* Directions *
Carry over the lines from the start of the records through the line that contains "[0,0,600,209]", both ends included, keeping the requests unchanged and adding -134 to every bounding-box coordinate in the answers. Give only those lines.

* Data provided *
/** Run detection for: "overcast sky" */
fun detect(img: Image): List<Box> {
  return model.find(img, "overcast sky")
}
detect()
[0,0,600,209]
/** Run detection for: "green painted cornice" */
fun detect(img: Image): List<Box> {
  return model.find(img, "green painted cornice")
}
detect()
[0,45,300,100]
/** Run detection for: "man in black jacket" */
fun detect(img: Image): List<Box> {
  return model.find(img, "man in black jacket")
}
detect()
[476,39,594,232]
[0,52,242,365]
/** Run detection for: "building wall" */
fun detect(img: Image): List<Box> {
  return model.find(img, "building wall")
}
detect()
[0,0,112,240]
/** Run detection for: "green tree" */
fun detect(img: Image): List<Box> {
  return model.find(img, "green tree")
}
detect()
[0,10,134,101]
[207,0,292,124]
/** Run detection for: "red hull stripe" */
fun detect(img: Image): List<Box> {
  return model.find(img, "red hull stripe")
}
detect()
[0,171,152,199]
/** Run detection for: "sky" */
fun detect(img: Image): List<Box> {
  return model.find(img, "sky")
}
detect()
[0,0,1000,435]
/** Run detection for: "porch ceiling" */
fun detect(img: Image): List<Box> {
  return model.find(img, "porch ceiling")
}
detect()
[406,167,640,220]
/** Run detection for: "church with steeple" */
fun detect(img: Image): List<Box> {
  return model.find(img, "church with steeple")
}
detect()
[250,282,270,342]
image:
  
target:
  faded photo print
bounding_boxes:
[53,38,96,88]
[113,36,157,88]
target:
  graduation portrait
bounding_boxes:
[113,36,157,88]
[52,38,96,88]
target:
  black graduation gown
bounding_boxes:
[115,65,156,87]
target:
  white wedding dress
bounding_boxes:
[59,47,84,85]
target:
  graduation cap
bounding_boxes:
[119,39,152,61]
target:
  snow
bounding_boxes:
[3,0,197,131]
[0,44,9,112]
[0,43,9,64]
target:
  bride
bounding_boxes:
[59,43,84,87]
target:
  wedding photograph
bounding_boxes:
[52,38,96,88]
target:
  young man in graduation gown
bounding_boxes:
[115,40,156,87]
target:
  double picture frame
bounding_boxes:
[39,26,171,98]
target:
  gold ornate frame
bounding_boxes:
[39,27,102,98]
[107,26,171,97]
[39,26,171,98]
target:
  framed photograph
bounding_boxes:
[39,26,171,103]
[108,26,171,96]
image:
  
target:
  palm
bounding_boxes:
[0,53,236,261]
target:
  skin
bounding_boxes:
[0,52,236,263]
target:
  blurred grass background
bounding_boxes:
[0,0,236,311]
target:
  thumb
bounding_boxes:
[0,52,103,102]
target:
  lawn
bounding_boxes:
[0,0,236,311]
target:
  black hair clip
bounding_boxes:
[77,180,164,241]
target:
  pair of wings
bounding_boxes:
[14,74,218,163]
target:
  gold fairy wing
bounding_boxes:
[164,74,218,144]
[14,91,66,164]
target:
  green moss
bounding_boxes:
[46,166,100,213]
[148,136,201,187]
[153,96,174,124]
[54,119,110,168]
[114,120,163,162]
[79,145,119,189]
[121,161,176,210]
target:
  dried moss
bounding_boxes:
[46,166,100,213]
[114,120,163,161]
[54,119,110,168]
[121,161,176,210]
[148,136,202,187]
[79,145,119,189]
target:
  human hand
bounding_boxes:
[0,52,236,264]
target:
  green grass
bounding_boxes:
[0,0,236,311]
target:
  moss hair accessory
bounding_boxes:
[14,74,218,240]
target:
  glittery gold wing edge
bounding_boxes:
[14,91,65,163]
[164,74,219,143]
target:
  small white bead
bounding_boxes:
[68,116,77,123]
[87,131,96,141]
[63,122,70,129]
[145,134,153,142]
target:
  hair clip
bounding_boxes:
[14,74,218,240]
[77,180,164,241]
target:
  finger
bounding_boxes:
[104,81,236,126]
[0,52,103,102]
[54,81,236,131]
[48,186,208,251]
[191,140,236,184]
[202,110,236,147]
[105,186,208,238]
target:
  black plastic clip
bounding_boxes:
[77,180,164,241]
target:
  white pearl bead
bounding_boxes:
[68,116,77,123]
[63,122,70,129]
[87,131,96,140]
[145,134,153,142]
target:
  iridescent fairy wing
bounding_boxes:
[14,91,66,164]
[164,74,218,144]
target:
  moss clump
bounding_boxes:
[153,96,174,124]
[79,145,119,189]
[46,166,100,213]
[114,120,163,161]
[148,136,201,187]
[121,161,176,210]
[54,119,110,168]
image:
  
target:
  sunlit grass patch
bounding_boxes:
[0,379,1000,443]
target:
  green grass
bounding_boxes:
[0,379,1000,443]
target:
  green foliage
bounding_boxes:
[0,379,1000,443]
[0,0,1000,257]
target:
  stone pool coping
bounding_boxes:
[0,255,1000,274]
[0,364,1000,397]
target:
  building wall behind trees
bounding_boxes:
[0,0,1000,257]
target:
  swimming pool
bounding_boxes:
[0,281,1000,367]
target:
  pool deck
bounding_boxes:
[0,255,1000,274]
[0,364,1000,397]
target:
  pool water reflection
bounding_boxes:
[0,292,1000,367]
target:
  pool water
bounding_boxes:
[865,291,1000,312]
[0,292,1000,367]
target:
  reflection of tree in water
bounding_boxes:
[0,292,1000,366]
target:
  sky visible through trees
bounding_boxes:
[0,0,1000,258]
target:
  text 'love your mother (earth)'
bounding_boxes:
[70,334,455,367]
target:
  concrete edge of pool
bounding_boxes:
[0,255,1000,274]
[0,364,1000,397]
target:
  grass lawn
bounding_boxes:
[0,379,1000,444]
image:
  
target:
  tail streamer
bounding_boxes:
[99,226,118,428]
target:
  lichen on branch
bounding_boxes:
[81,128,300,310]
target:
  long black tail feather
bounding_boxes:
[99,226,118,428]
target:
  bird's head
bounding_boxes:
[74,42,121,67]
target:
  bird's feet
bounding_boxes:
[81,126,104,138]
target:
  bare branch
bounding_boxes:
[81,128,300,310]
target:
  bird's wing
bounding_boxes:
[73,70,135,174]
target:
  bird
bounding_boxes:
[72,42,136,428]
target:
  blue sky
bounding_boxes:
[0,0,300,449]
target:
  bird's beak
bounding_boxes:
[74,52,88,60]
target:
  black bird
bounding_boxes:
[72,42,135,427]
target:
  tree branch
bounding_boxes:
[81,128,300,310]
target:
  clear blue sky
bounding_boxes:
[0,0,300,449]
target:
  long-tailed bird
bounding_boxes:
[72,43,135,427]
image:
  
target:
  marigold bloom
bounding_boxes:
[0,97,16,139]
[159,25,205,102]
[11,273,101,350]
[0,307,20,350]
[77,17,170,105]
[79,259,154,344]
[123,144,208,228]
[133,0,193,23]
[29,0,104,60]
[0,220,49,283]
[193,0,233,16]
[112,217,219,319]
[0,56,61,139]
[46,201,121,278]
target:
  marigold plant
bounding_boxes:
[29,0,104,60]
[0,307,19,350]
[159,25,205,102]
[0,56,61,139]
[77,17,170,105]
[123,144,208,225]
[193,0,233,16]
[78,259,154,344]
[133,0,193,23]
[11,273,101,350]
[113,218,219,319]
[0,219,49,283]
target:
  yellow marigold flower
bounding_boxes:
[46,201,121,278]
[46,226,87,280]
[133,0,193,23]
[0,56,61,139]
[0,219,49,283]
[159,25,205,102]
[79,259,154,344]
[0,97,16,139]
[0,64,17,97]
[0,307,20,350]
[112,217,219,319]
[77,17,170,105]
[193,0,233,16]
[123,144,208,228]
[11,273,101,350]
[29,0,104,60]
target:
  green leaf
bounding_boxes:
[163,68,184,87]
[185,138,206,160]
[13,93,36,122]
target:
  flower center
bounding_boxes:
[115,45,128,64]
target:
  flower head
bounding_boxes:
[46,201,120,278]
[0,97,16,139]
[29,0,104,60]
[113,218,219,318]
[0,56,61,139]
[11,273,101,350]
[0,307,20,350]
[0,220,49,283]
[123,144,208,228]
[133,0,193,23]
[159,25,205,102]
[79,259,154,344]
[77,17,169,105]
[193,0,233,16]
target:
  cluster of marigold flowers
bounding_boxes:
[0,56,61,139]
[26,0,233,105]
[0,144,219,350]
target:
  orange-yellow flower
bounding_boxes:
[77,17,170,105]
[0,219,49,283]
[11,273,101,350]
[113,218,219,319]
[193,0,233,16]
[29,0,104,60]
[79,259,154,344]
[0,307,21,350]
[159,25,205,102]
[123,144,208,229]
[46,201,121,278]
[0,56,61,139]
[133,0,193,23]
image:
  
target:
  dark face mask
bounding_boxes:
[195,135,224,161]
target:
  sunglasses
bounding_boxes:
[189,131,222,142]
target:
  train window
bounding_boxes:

* Answer in full *
/** Run detection for: "overcast sky" */
fun detect(img: Image): List<Box> {
  return model.find(img, "overcast sky")
}
detect()
[-134,-134,466,75]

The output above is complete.